*What to produce*: Each of the entries below is to be written out exactly, and the images skipped.

_____

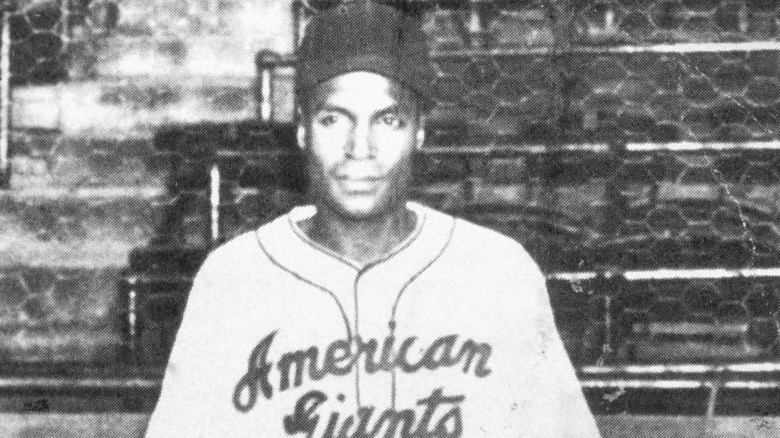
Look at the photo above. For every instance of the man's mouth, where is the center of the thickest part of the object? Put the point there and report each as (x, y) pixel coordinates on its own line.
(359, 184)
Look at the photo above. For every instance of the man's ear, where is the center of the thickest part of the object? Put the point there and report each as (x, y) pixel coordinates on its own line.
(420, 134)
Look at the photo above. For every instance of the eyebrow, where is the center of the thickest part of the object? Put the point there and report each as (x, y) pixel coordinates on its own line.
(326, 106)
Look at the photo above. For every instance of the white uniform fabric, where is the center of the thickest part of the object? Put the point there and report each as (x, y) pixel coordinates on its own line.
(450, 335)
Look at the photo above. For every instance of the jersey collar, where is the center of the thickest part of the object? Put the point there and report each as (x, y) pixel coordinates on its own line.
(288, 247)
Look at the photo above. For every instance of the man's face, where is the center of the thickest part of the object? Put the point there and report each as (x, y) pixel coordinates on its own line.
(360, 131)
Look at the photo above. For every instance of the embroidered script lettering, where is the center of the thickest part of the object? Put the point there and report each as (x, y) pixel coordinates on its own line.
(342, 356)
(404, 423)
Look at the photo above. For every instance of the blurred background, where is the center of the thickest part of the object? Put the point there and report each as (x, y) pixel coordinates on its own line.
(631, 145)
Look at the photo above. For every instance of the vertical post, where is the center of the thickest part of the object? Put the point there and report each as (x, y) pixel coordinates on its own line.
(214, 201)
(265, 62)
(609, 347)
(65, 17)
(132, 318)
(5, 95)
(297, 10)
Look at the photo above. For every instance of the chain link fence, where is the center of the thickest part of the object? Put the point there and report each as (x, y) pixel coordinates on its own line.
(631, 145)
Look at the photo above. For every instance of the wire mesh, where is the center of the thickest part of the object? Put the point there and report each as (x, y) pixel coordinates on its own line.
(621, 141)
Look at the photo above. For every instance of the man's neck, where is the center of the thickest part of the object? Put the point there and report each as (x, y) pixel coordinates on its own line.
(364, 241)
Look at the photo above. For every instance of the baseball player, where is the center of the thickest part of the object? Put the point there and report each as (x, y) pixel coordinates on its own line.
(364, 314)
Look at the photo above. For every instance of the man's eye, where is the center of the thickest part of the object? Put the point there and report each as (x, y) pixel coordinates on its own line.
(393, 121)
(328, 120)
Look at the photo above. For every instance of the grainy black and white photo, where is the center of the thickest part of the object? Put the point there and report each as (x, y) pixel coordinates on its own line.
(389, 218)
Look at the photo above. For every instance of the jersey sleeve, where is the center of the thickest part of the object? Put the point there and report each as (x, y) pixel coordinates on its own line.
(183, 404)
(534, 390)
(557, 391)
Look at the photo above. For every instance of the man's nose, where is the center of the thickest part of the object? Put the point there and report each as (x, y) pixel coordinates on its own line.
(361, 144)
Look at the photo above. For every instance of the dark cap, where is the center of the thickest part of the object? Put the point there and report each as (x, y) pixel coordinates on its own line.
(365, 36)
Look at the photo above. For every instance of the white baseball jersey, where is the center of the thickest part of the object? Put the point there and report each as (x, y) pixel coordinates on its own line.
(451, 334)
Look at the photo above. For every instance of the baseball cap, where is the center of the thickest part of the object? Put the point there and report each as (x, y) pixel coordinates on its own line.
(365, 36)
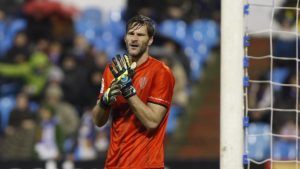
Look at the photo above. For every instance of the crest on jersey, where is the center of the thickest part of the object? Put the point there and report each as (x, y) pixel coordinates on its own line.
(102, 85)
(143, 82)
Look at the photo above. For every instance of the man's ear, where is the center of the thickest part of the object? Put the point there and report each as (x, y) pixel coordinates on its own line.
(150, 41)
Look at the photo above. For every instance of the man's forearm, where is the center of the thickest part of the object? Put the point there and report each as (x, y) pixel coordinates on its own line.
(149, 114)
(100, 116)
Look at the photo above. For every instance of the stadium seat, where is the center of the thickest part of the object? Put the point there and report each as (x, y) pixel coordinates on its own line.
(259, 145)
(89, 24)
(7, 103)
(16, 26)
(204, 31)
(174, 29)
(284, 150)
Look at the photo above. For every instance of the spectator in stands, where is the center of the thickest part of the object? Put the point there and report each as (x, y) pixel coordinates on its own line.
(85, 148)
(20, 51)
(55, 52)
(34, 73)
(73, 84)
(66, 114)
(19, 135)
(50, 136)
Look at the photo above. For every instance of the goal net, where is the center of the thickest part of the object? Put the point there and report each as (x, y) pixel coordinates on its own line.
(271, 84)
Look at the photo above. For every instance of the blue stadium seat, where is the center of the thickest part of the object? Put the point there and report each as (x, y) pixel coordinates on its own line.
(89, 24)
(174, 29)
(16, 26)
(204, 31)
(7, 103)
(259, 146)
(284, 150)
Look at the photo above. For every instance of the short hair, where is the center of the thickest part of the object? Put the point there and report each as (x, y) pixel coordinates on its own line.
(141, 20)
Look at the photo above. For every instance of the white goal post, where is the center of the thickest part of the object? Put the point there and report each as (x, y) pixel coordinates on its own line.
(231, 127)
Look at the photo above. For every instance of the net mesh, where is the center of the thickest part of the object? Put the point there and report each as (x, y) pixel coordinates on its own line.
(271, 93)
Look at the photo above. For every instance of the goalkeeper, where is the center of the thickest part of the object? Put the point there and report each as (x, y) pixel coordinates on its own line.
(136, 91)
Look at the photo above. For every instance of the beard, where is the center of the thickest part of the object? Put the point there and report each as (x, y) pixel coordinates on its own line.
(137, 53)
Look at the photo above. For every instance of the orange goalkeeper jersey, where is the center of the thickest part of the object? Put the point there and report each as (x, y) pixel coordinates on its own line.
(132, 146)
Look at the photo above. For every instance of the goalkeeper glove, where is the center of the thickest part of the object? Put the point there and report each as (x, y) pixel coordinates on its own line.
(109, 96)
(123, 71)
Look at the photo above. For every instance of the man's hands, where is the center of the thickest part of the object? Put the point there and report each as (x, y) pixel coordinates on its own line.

_____

*Written solution*:
Look at the photo above. For every instance of the man's mouth, where is the center of the thickest part of the object? Put the point there and report each as (x, y) pixel coordinates on its own line.
(359, 184)
Look at the photo above. For every instance of the man's ear, where is the center of the thickest part of the object? Put the point there and report each as (x, y) pixel coordinates on its own line.
(420, 134)
Look at the photo above. For every instance of the eyebrow, where is the center of the thickest part of the object? Put the point there and report each as (x, y) pixel coordinates on its own line.
(326, 106)
Look at the photo above. For every instance of the white uniform fabric, where is the center of the thickest part of the object? Put the point there and report each as (x, y) pixel coordinates on its own line.
(450, 335)
Look at the photo above. For every instance of the jersey collar, where is the center of the thickest part of the object? Put the point there and report each as (x, y) pixel coordinates on its own line.
(288, 247)
Look at the photo above. For every instance of the man's face, where is the center of the thickest part of the object? Put the point there and report each as (x, y) pixel coordinates on its own line.
(360, 131)
Look at the photo above. For every instance of the embroidered script lettering, where is the center of the thickest part of the object? Put the point there and report each as (x, y) pixel coordinates on its own line.
(342, 356)
(404, 423)
Look at the photo above. For every instance of the blurred background, where is the center of the thickest part of the object? Put the point there and report each as (x, y) pixel coordinates on its own line.
(631, 145)
Look at the photo above. For every instance of the vertical post, where is the center of the thickest part of the object? Put the point there and report each as (x, y) pixel coordinates on its own line.
(214, 201)
(265, 62)
(609, 347)
(65, 17)
(132, 318)
(5, 95)
(297, 10)
Look at the photo above. For every instance of the chain link fence, where is the center of the thickest part of the object? Put the point there and report each as (x, y) pixel coordinates on its own line.
(631, 145)
Look at the photo above. For every instance of the wire mesh, where is the center of the thickest part of the object? Put the point there and report each as (x, y) pixel coordinates on its own line.
(621, 141)
Look at the photo above. For every instance of the man's neck, where is the center of the thickest part of the object? Put the point there and report each as (x, y) pixel coordinates on its own line.
(364, 241)
Look at the photo above. For every instance of the baseball player, where is the center of the thickest part of the object? Put the point there and report each as (x, y) pixel coordinates on its own line.
(364, 314)
Look at the photo above. For every instance of the man's eye, where is the center of the thickest part of the object? Put the point there and report each as (x, y) pixel coordinates on its own line.
(393, 121)
(328, 120)
Look at the photo above. For every instance of the grainy black and white photo, where is the center of the thickest part of the object? Put the point there and report each as (x, y) pixel coordinates on its own line.
(389, 218)
Look at the photo above. For every instance of the jersey sleeve, where is the center of the thickest part of the object? Put the point there and report each as (x, y) pixel coordinates on its own line.
(183, 404)
(534, 390)
(557, 391)
Look at the photo above. For every instance of the man's nose, where is the center of the thickest part of the object? Put the point there and report each as (x, y) pixel coordinates on its own line.
(361, 144)
Look at the photo above. For every instance of the dark cap, where is the center of the thickest part of the object? Put the point there and report each as (x, y) pixel coordinates on its own line.
(365, 36)
Look at the photo above. For every instance of the white baseball jersey, where is the center of the thickest part of the object? Put the point there and report each as (x, y) pixel coordinates on its own line.
(451, 334)
Look at the photo above. For every instance of the baseball cap, where is the center of the thickest part of the object? Put the point there and report each as (x, y) pixel coordinates on its own line.
(365, 36)
Look at the photo above. For every instance of the crest on jersey, where is the center of the thickest part of the object? Put the point there and report each as (x, y) pixel coordinates on its own line.
(102, 85)
(143, 82)
Look at the photo above. For every instance of the man's ear, where is the center of the thickest part of the object? Put the point there and report each as (x, y) pixel coordinates on its own line.
(150, 41)
Look at the photo above. For every instance of the man's forearm, where is the center of the thickest part of the object? Put the point there and report each as (x, y) pixel coordinates on its own line.
(149, 114)
(100, 116)
Look at the photo above. For every instance of the stadium seat, where is the center of the thickest part of the object? Put the point there and report each as (x, y) pixel coordinates on its own line.
(259, 145)
(89, 24)
(7, 103)
(16, 26)
(204, 31)
(174, 29)
(284, 150)
Look at the photo above. For every instance of the spectator in stands, where is the center of the thickest part of the object? Put the point there and report each as (x, y) pixel coordinates on its own line.
(85, 148)
(20, 51)
(55, 52)
(34, 73)
(73, 84)
(66, 114)
(19, 135)
(50, 136)
Look at the photo above. For every instance of the goal net, where is the center of the thickest part of the object? Put the point there and report each as (x, y) pixel coordinates on its own line.
(271, 84)
Look at the photo above. For every instance of the blue stadium seat, where is the center of the thickest part of the object? Put the point there and report each as (x, y) pixel coordinates on its own line.
(89, 24)
(174, 29)
(16, 26)
(204, 31)
(7, 103)
(259, 146)
(284, 150)
Look at the photo above. For every instance of the short hair, where is the center of the thickest part of the object? Put the point there and report each as (x, y) pixel coordinates on its own line.
(141, 20)
Look at the photo above. For every instance of the white goal post, where is the center of the thickest part of the object? Put the point there and report each as (x, y) pixel coordinates on its own line.
(231, 127)
Look at the photo above. For every instance of the net mesh, where is the center of the thickest part of the object? Put the point there and report each as (x, y) pixel coordinates on its own line.
(271, 93)
Look at the photo above. For every instance of the goalkeeper, where is the center of the thickest part of the object? Put the point there and report each as (x, y) pixel coordinates on its own line.
(136, 91)
Look at the photo above. For every instance of the beard, where is the center of the thickest part of the object? Put the point there and report each as (x, y) pixel coordinates on its own line.
(137, 53)
Look at the photo above. For every instance of the orange goalkeeper jersey, where is the center of the thickest part of the object? Put the point there and report each as (x, y) pixel coordinates on its own line.
(132, 146)
Look at the photo above. For every instance of the goalkeeper glove, where is the center of the thickest part of the object? Put the point there and report each as (x, y) pixel coordinates on its own line.
(109, 96)
(123, 71)
Look at the photo above. For every instance of the man's hands, where is the center of the thickest part of the object? Put the point there and report each as (x, y) pixel coordinates on its own line.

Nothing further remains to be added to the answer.